[What is required] Among the entries below, one line contains "Query: fingernail" and another contains "Point to the egg image". Transcribe those two lines and every line between them, exactly.
• • • • • • •
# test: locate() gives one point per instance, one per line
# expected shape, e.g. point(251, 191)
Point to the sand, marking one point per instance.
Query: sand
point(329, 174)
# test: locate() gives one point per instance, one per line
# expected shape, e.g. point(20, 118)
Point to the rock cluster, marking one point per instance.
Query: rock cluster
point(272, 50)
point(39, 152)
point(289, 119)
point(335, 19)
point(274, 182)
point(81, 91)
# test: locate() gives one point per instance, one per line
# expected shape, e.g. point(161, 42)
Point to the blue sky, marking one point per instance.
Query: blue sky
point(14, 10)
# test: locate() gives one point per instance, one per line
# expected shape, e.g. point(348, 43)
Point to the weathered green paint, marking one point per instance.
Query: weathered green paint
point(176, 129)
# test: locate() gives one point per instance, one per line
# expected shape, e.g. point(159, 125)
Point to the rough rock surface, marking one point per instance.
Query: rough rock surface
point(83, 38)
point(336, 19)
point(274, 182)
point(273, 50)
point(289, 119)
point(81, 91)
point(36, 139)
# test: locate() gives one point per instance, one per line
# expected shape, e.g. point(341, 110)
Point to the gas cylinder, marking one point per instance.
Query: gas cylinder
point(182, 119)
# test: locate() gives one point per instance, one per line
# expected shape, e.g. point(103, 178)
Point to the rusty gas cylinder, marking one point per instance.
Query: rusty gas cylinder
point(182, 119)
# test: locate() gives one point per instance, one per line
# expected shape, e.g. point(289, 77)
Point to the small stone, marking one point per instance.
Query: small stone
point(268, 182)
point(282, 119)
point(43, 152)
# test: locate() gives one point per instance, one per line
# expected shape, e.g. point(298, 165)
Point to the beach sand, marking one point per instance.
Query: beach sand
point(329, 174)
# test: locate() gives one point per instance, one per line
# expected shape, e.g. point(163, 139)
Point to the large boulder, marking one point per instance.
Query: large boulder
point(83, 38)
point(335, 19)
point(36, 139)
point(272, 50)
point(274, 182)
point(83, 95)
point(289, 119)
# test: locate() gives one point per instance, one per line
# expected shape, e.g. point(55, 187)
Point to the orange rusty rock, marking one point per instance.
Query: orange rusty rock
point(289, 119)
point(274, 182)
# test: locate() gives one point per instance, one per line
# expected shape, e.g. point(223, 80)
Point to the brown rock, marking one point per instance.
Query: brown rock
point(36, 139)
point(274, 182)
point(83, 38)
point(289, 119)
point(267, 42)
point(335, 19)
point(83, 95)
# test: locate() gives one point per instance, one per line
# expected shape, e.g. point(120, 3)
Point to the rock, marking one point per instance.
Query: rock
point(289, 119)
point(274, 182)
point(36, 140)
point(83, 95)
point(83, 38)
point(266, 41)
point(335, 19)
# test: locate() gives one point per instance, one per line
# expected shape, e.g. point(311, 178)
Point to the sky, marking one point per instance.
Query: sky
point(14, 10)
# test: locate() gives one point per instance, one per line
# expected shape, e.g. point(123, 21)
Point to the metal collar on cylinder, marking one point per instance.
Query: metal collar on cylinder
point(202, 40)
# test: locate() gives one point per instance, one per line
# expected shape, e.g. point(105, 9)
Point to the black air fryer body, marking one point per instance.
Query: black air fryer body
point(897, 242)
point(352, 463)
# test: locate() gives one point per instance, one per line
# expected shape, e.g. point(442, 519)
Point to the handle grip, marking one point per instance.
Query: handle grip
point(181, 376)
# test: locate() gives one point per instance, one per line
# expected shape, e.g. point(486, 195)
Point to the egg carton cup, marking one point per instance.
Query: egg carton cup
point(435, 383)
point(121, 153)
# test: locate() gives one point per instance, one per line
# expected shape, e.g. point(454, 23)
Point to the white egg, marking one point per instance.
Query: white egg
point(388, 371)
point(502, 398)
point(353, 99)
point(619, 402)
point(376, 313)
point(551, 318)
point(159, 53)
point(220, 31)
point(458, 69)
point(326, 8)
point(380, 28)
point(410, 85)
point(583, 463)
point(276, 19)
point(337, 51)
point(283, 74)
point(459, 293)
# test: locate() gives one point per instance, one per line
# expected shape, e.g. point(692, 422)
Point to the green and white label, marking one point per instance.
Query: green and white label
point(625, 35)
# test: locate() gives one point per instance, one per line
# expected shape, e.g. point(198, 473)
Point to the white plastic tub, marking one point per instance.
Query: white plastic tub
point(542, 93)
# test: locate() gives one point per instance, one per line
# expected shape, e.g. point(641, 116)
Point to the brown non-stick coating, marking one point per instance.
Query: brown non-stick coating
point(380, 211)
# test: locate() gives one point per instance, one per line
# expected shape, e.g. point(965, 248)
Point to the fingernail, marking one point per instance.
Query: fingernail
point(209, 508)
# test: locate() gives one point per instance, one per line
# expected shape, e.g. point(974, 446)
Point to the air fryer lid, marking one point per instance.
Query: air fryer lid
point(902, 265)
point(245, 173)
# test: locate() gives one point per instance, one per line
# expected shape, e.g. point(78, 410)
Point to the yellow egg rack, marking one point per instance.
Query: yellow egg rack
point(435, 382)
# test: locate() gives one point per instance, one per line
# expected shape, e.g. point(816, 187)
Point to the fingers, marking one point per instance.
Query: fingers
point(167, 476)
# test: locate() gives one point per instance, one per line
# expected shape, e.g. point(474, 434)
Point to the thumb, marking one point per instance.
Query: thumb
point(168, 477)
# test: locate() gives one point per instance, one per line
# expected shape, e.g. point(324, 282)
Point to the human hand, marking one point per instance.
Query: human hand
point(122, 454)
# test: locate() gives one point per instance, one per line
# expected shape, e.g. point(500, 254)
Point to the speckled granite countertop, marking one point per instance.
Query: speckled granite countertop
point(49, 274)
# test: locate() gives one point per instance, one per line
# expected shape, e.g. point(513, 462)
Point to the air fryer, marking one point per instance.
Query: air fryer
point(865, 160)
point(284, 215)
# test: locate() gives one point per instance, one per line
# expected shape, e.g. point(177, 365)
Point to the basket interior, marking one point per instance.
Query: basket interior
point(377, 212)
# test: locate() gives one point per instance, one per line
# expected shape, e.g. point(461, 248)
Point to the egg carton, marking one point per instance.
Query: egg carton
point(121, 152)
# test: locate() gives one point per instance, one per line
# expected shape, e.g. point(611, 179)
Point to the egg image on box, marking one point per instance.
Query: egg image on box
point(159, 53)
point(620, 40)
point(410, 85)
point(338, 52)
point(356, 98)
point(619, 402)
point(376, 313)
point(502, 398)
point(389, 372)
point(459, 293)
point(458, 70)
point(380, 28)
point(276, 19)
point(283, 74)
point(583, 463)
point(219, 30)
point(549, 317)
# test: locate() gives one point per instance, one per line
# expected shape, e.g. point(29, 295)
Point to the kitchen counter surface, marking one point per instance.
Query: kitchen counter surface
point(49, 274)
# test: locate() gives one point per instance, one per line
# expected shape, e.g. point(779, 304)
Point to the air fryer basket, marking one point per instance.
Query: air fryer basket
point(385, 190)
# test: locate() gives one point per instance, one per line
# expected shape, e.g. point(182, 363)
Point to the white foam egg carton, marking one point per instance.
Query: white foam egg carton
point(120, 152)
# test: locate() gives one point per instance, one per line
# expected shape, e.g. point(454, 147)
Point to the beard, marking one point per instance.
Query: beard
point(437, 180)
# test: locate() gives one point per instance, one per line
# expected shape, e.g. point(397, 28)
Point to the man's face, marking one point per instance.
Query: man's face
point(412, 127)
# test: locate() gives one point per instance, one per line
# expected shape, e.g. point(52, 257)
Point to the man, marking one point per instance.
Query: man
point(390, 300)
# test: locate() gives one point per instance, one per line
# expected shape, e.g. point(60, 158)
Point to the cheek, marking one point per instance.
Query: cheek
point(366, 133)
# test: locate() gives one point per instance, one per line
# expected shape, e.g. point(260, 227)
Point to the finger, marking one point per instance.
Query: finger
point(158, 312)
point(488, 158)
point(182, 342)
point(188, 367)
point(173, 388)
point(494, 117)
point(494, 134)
• • • • • • •
[Answer section]
Query: fingernail
point(209, 508)
# test: locate() gives one point per instance, one per line
# expected shape, e.g. point(974, 446)
Point to the air fryer lid, marking one point per instance.
Query: air fryer lid
point(902, 265)
point(245, 173)
# test: locate() gives one point per instance, one per line
# expected shape, e.g. point(78, 410)
Point to the yellow egg rack, marking one point per instance.
Query: yellow egg rack
point(435, 382)
# test: locate() gives one point per instance, one per line
# expected shape, e.g. point(816, 187)
Point to the fingers, marking one point per instance.
Query: fingers
point(167, 476)
# test: locate() gives one point per instance, one per line
# expected shape, e.g. point(474, 434)
Point to the thumb, marking one point per instance.
Query: thumb
point(168, 477)
# test: locate() gives one point per instance, one per line
# expected shape, e.g. point(324, 282)
Point to the human hand, marking one point per instance.
Query: human hand
point(122, 454)
# test: locate() gives one point per instance, one per line
# expected shape, e.g. point(500, 254)
Point to the speckled granite countertop, marking one point per instance.
Query: speckled granite countertop
point(49, 274)
# test: locate() gives one point per instance, one per line
# expected shape, e.g. point(513, 462)
Point to the air fryer, marking one point per instance.
Query: air fryer
point(865, 160)
point(284, 215)
# test: locate() gives one point per instance, one per line
# expected shape, e.g. point(177, 365)
Point to the basket interior, marking one point per instance.
Query: basket interior
point(377, 212)
# test: locate() gives one point per instance, one per line
# expected shape, e.g. point(461, 248)
Point to the egg carton, marking one point per instance.
Query: egg carton
point(121, 152)
# test: locate() gives one point per instance, one per line
# expected shape, e.g. point(611, 179)
Point to the egg image on box, marking one point per instance.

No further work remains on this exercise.